*Excerto apresentado:*
——

A gonorreia é causada pela bactéria Neisseria gonorrhoeae, que pode infetar as membranas mucosas dos órgãos genitais, reto, garganta e olhos. A gonorreia é tipicamente transmitida por contacto sexual.

Antes da pandemia, havia cerca de 1,6 milhões de novas infeções por gonorreia a cada ano. Mais de 50% desses casos envolveram estirpes de gonorreia que não responderam ao tratamento com pelo menos um antibiótico.

Em 2020, as infeções por gonorreia caíram inicialmente 30%, provavelmente devido aos confinamentos e distanciamento social. No entanto, até ao final de 2020 – o último ano para o qual dados do Centro de Controlo e Prevenção de Doenças estão disponíveis – as infeções relatadas aumentaram 10% em relação a 2019.

Não está claro porque é que as infeções aumentaram, embora algumas medidas de distanciamento social ainda estivessem em vigor. Mas o CDC observa que o acesso reduzido aos cuidados de saúde pode ter levado a infeções mais longas e a mais oportunidades de espalhar a doença, e a atividade sexual pode ter aumentado quando as ordens iniciais de confinamento foram suspensas.

——

(Entradas de dados armazenadas)
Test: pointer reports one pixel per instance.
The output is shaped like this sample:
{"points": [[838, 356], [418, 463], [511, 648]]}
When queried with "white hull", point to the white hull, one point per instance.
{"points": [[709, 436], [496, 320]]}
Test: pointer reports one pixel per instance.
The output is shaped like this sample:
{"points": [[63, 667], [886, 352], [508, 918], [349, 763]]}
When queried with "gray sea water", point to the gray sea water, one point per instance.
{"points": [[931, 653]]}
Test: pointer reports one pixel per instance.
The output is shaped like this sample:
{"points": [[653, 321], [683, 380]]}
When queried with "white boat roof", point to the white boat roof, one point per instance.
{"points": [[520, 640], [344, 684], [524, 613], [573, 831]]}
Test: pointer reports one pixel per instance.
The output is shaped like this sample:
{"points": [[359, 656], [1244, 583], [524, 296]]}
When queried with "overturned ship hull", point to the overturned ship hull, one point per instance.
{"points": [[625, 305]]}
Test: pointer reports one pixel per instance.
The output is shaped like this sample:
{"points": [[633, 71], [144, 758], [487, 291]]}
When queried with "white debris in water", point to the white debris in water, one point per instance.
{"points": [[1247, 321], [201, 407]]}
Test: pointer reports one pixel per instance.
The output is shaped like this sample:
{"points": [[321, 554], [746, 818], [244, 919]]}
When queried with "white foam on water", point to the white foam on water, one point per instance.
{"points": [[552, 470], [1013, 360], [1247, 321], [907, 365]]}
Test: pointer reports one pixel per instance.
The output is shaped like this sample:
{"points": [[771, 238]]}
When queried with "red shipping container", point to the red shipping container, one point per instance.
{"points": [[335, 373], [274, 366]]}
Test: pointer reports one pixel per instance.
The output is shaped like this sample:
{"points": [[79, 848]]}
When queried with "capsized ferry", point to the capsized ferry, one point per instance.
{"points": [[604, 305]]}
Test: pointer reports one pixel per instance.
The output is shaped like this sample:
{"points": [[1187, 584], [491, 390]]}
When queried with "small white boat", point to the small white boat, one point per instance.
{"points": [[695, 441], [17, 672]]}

——

*Conjunto de tarefas:*
1. Indique todas as partes do corpo cujas membranas mucosas, segundo o texto sobre a gonorreia, podem ser infetadas pela bactéria.
2. No texto sobre a gonorreia, reescreva o trecho que começa em "Antes da pandemia, havia" e termina em "confinamento foram suspensas.", substituindo "distanciamento social" por "isolamento social".

*Respostas ao exercício:*
1. Órgãos genitais, reto, garganta e olhos.

2.
Antes da pandemia, havia cerca de 1,6 milhões de novas infeções por gonorreia a cada ano. Mais de 50% desses casos envolveram estirpes de gonorreia que não responderam ao tratamento com pelo menos um antibiótico.

Em 2020, as infeções por gonorreia caíram inicialmente 30%, provavelmente devido aos confinamentos e isolamento social. No entanto, até ao final de 2020 – o último ano para o qual dados do Centro de Controlo e Prevenção de Doenças estão disponíveis – as infeções relatadas aumentaram 10% em relação a 2019.

Não está claro porque é que as infeções aumentaram, embora algumas medidas de isolamento social ainda estivessem em vigor. Mas o CDC observa que o acesso reduzido aos cuidados de saúde pode ter levado a infeções mais longas e a mais oportunidades de espalhar a doença, e a atividade sexual pode ter aumentado quando as ordens iniciais de confinamento foram suspensas.